## start Extract to read

(CNN) The head of Maryland's NAACP on Sunday lambasted Gov. Larry Hogan's posthumous pardon of lynching victims as "political posturing," criticizing the Republican governor for issuing a blanket pardon of dozens of the state's Black victims even though many were never convicted of any crimes, but merely charged or accused of wrongdoing before they were killed.
The scathing criticism comes after Hogan on Saturday issued the blanket pardons for Howard Cooper, a 15-year-old Black child who was hanged from a sycamore tree after he was convicted of raping and assaulting a White woman, and 33 other victims of racial lynching in Maryland between 1854 and 1933.
According to a historical marker erected during Saturday's news conference, Cooper faced an all-White jury, which reached a guilty verdict in under a minute despite the fact the victim did not testify she was raped. Cooper was killed before his attorneys had an opportunity to appeal to the Supreme Court.
The criticism also comes amid a racial reckoning stemming from recent deaths of Americans of color at the hands of police, reigniting a discussion around the country's racist past that included lynching, violent and horrific murders of Black people at the hands of White people.
Willie Flowers, president of the NAACP Maryland State Conference, questioned the authenticity of Hogan's posthumous pardons of lynching victims, including for many who were never convicted of crimes and were just charged or alleged to have committed crimes.
"This is just political posturing that nobody needs right now," Flowers told CNN on Sunday. "If the governor's going to do something, he should with his power as governor look at the many broken systems based on the same type of vitriol, contempt, hatred, that caused the murders of these gentlemen. Every system that has been broken, as the governor of Maryland, he alone can change all of it."
He continued, "Celebrating himself by reminding people that lynchings happened is not the best thing you can do, it's actually the least that he could do."
Flowers also questioned the motives behind Hogan's announcement. Some have suggested the term-limited Maryland governor could emerge as a GOP leader on the political stage for national office.
A spokesperson for Hogan did not respond to Flowers' claims.

## end Extract to read
## start Data supplied

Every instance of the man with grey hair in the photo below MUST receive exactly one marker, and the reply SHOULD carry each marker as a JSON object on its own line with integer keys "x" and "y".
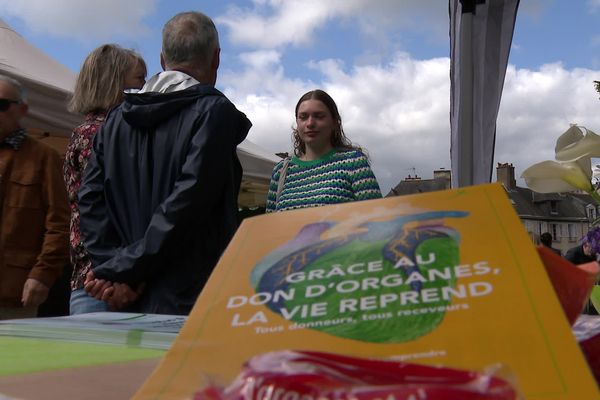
{"x": 158, "y": 200}
{"x": 34, "y": 211}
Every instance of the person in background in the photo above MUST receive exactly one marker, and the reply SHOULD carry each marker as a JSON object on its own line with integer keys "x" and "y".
{"x": 586, "y": 250}
{"x": 34, "y": 212}
{"x": 326, "y": 167}
{"x": 546, "y": 240}
{"x": 158, "y": 201}
{"x": 106, "y": 72}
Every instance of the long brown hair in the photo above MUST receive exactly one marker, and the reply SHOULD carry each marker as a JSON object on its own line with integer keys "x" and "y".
{"x": 338, "y": 138}
{"x": 99, "y": 85}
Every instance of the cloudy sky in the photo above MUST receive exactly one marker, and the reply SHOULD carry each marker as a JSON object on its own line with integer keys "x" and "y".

## end Data supplied

▶ **Short problem 1**
In the article on the Maryland pardons, rewrite the passage from "According to a" to "the Supreme Court.", swapping "historical marker" for "plaque".
▶ **Short problem 2**
Based on the article on the Maryland pardons, answer yes or no to each statement and quote the words that decide it:
(a) Howard Cooper was 15 years old when he was hanged.
(b) The woman in Cooper's case testified that she was raped.
(c) A spokesperson for Hogan answered Flowers' claims.
▶ **Short problem 3**
In the article on the Maryland pardons, what position does Willie Flowers hold?
The records have nothing to do with the text.

▶ **Complete output 1**
According to a plaque erected during Saturday's news conference, Cooper faced an all-White jury, which reached a guilty verdict in under a minute despite the fact the victim did not testify she was raped. Cooper was killed before his attorneys had an opportunity to appeal to the Supreme Court.

▶ **Complete output 2**
(a) Yes: "a 15-year-old Black child who was hanged from a sycamore tree"
(b) No: "despite the fact the victim did not testify she was raped"
(c) No: "A spokesperson for Hogan did not respond to Flowers' claims."

▶ **Complete output 3**
He is president of the NAACP Maryland State Conference.